**Passage du texte:**
Quels sont les liens entre l’expertise, l’expérience et la responsabilité ?
Nous avons régulièrement abordé la question de l’employabilité et du projet professionnel Projet professionnel : Manager ou Expert.
Il nous semble utile de revenir aujourd’hui sur les notions d’expertise, expérience et responsabilité, en tenant compte de la nouvelle donne du numérique : nouvelles conditions d’apprentissage et de développement des compétences, nouvelles notions d’influence et de personal branding, et nouveaux besoins du marché du travail.
Cadres parce qu’expérimentés donc experts ?
Une étude de l’APEC révèlait que les cadres expérimentés se sentent experts :
– Plus experts que les cadres des filières scientifiques, techniques ou technologiques.
– Plus experts que les jeunes cadres spécialisés.
– Plus experts que les cadres qui n’ont pas de responsabilités hiérarchiques…
Ce qui revient à conclure que :
– on se sent expert quand on a de l’expérience,
– on est expert parce qu’on a de l’expérience,
– on est reconnu expert parce qu’on a des responsabilités.

**Parties de l'exercice:**
• A. Répondez aux questions suivantes d'après le texte sur l'expertise :
(i) Quel organisme a réalisé l'étude citée ?
(ii) De quelle nouvelle donne faut-il tenir compte pour revenir sur ces notions ?
(iii) D'après la conclusion, pour quelle raison est-on reconnu expert ?
• B. Recopiez le passage du texte sur l'expertise qui commence par « Nous avons régulièrement » et se termine par « marché du travail. ».
Les entrées n'ont aucun rapport avec le texte sur l'expertise.

(Enregistrements)
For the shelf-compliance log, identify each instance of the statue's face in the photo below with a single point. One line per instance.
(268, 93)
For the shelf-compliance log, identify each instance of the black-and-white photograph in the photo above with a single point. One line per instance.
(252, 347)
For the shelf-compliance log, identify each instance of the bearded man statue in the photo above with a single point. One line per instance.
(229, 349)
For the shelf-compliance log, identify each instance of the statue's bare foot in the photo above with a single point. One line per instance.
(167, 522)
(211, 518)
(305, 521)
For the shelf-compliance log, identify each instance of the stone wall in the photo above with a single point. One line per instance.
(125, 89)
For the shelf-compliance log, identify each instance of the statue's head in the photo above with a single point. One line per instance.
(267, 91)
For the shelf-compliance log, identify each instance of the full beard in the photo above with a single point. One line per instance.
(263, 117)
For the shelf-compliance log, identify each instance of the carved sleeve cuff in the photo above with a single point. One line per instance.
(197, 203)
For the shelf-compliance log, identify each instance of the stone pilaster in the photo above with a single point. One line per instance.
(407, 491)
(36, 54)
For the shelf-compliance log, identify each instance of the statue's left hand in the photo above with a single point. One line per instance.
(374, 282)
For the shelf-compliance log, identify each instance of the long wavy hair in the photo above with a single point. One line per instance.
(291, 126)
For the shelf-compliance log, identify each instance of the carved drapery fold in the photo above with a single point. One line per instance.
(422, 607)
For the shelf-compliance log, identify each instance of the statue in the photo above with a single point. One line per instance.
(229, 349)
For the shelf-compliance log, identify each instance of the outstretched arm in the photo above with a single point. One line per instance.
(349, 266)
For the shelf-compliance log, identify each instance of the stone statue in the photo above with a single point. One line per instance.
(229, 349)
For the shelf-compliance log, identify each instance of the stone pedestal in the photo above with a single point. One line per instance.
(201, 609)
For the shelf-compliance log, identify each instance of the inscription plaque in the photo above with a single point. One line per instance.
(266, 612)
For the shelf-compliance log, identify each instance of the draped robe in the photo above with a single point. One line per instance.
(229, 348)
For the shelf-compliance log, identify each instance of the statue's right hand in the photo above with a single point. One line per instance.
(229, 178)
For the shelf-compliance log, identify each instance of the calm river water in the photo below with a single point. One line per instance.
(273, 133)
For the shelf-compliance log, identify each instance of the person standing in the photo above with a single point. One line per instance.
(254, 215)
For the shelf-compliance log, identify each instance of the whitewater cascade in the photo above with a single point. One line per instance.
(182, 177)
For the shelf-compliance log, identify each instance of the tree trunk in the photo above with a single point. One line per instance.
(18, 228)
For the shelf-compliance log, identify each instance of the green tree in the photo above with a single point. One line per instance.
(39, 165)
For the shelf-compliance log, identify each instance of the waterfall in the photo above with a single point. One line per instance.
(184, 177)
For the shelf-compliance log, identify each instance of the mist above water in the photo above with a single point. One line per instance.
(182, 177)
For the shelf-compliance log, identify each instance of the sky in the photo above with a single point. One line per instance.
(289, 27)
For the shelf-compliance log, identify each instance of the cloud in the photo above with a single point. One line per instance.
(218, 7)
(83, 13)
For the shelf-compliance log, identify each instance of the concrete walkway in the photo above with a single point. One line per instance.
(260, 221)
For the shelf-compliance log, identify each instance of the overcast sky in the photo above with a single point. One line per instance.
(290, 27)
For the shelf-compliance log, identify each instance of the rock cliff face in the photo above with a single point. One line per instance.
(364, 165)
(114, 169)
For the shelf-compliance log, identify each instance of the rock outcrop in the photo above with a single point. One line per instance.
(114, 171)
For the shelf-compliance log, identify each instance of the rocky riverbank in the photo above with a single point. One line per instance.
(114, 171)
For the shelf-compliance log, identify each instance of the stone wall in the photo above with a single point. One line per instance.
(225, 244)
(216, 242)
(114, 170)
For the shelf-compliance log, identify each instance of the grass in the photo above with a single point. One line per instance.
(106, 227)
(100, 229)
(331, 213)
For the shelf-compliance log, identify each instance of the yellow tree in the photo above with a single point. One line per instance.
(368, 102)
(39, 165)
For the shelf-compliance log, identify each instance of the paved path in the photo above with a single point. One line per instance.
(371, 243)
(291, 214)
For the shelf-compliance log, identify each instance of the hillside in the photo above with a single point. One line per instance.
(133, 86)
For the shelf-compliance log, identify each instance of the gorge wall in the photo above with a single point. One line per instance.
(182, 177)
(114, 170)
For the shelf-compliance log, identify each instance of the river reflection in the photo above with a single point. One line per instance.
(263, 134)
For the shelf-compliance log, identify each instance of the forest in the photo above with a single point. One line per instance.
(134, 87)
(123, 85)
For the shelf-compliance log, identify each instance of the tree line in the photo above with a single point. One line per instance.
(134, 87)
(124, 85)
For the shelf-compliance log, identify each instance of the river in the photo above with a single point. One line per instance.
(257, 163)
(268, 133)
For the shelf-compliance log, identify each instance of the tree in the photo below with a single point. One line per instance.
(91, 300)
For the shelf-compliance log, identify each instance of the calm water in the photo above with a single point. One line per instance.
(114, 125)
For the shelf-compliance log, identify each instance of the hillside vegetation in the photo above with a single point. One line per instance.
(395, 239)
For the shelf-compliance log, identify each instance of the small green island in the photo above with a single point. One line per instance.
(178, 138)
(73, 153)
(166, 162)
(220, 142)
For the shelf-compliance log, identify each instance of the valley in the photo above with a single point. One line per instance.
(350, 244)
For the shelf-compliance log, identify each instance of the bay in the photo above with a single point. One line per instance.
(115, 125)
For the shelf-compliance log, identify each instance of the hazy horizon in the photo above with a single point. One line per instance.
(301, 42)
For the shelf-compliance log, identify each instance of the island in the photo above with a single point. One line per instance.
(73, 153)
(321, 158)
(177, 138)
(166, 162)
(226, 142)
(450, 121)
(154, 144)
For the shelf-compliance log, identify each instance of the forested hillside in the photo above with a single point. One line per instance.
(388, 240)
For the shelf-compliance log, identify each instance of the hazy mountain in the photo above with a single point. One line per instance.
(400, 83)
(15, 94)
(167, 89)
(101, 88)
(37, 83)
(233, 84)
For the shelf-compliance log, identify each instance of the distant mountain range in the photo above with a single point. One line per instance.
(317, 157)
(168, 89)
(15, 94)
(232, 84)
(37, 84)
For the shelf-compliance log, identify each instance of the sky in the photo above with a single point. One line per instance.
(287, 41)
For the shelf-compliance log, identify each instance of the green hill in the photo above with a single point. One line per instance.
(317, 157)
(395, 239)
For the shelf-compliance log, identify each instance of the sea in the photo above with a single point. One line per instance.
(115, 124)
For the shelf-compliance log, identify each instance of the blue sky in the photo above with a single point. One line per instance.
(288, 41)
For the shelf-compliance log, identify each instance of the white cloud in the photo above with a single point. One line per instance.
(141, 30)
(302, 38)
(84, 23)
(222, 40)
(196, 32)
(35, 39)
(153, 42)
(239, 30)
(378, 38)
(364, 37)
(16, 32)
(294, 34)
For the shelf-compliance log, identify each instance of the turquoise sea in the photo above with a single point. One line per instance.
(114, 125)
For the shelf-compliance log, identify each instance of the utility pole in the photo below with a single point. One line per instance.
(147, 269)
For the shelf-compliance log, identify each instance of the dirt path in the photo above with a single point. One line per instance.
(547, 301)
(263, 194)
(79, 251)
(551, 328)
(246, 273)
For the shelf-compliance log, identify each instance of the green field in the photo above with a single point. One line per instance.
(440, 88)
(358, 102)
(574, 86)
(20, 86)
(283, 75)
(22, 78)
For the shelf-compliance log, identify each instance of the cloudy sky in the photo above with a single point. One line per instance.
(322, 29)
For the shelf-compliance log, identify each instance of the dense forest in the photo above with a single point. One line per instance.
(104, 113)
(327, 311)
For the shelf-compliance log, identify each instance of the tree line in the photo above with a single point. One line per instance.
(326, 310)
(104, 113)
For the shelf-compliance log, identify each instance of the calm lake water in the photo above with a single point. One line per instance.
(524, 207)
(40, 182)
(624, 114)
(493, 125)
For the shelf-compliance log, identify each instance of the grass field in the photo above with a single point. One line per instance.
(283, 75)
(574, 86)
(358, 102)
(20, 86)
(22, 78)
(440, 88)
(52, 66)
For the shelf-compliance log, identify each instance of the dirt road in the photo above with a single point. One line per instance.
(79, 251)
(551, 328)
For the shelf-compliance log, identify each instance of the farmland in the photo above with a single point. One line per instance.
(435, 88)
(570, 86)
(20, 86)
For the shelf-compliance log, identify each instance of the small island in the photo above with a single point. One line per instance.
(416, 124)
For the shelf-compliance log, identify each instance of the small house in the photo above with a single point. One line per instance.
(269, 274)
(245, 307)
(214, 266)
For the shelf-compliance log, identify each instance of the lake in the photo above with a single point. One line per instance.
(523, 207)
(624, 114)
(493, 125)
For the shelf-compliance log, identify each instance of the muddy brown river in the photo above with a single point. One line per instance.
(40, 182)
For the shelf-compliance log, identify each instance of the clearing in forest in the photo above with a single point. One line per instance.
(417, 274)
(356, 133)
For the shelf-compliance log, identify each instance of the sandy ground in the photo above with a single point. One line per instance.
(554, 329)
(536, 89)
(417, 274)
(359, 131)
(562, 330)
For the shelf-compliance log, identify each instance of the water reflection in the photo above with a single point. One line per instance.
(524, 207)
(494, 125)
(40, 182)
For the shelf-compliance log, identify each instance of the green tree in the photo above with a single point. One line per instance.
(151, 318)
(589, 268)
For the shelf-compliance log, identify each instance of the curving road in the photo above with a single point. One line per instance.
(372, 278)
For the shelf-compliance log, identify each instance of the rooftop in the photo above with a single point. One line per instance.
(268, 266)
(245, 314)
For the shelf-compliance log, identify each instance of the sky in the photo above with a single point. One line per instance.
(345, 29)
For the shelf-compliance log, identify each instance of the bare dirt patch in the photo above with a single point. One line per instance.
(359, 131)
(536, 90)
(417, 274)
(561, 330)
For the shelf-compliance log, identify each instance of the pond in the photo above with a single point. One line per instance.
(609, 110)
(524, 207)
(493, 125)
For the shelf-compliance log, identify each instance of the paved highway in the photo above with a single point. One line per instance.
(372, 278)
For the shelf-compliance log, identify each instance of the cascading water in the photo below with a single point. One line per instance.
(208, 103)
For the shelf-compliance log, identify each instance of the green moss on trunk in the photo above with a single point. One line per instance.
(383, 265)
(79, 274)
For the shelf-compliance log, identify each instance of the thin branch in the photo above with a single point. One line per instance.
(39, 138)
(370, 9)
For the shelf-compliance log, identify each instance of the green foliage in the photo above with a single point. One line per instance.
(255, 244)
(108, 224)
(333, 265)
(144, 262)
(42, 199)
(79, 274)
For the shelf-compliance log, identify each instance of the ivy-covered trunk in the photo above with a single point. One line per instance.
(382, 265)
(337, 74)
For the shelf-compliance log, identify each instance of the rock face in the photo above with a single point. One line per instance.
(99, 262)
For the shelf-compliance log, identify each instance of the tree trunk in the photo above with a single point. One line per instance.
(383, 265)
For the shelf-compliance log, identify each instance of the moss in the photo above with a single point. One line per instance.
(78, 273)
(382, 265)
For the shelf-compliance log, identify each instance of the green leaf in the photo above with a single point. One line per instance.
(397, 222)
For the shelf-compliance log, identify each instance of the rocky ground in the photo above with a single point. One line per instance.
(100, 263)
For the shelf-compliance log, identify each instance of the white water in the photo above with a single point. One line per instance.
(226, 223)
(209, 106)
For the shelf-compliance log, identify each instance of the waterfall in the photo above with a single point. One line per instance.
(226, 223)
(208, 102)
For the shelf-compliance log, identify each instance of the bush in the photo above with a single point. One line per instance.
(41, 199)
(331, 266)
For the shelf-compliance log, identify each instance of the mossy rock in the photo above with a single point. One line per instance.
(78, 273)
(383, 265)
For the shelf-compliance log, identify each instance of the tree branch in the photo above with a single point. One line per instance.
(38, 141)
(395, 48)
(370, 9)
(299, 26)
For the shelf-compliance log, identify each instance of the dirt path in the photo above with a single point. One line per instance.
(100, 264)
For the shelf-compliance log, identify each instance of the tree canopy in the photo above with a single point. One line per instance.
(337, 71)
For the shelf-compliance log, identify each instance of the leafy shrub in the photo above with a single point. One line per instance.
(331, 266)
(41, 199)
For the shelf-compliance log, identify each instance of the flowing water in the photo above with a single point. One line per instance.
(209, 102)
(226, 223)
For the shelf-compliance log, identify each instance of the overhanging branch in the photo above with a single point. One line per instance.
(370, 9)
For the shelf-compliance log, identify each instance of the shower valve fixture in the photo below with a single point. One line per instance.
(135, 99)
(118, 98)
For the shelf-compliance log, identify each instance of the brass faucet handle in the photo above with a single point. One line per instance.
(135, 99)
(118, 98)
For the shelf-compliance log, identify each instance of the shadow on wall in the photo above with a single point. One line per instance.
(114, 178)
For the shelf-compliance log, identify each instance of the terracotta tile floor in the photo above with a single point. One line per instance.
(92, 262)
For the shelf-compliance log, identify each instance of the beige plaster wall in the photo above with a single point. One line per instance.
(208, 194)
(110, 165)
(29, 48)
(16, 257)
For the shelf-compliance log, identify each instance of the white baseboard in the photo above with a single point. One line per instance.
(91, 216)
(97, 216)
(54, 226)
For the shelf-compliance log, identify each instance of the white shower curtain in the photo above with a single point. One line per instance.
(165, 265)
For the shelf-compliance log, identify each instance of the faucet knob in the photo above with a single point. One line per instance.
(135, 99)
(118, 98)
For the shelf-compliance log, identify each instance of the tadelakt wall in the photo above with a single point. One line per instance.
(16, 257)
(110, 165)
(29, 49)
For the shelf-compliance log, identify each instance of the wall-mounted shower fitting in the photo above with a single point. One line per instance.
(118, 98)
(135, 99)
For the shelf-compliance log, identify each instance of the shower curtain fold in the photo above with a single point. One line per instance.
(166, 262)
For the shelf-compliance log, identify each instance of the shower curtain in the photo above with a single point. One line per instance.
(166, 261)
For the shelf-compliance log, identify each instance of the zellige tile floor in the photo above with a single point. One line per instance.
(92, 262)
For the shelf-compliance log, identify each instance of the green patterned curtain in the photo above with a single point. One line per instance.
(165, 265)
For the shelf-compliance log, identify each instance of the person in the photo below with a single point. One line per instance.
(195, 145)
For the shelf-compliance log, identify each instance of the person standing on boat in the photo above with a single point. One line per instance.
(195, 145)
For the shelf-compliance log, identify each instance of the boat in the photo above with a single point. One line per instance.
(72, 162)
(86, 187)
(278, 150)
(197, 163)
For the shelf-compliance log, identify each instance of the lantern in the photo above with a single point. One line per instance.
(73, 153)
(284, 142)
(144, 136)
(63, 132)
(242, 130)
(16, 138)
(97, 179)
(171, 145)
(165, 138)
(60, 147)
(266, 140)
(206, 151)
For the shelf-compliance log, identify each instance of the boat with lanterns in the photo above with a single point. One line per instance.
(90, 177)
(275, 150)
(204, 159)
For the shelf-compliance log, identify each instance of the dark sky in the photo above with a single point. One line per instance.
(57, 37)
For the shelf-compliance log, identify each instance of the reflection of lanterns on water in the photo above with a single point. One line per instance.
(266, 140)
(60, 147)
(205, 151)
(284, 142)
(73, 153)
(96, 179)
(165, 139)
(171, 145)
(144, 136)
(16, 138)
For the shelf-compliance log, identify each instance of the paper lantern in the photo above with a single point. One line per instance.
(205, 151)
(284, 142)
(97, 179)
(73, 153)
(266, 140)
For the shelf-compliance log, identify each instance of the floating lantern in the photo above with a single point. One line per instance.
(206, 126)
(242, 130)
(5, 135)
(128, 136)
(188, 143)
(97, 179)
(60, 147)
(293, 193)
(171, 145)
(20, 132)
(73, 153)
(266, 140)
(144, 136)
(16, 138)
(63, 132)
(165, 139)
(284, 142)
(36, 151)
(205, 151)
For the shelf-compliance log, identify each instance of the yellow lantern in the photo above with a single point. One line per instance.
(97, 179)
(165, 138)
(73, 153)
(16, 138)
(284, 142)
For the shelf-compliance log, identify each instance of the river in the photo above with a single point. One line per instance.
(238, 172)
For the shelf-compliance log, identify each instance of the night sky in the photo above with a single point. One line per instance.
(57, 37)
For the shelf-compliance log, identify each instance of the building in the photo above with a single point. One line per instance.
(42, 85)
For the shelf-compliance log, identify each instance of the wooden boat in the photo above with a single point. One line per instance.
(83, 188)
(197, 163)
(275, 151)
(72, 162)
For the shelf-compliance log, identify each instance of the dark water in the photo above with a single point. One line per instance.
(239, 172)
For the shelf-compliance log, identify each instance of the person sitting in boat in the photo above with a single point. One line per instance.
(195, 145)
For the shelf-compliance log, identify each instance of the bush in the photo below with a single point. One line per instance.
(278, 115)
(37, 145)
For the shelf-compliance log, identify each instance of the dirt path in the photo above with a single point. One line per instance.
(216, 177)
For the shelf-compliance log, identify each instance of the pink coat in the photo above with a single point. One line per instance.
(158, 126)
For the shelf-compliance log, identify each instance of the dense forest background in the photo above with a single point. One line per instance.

**Tâches résolues:**
• A.
(i) L'APEC.
(ii) La nouvelle donne du numérique.
(iii) Parce qu'on a des responsabilités.

• B.
Nous avons régulièrement abordé la question de l’employabilité et du projet professionnel Projet professionnel : Manager ou Expert.
Il nous semble utile de revenir aujourd’hui sur les notions d’expertise, expérience et responsabilité, en tenant compte de la nouvelle donne du numérique : nouvelles conditions d’apprentissage et de développement des compétences, nouvelles notions d’influence et de personal branding, et nouveaux besoins du marché du travail.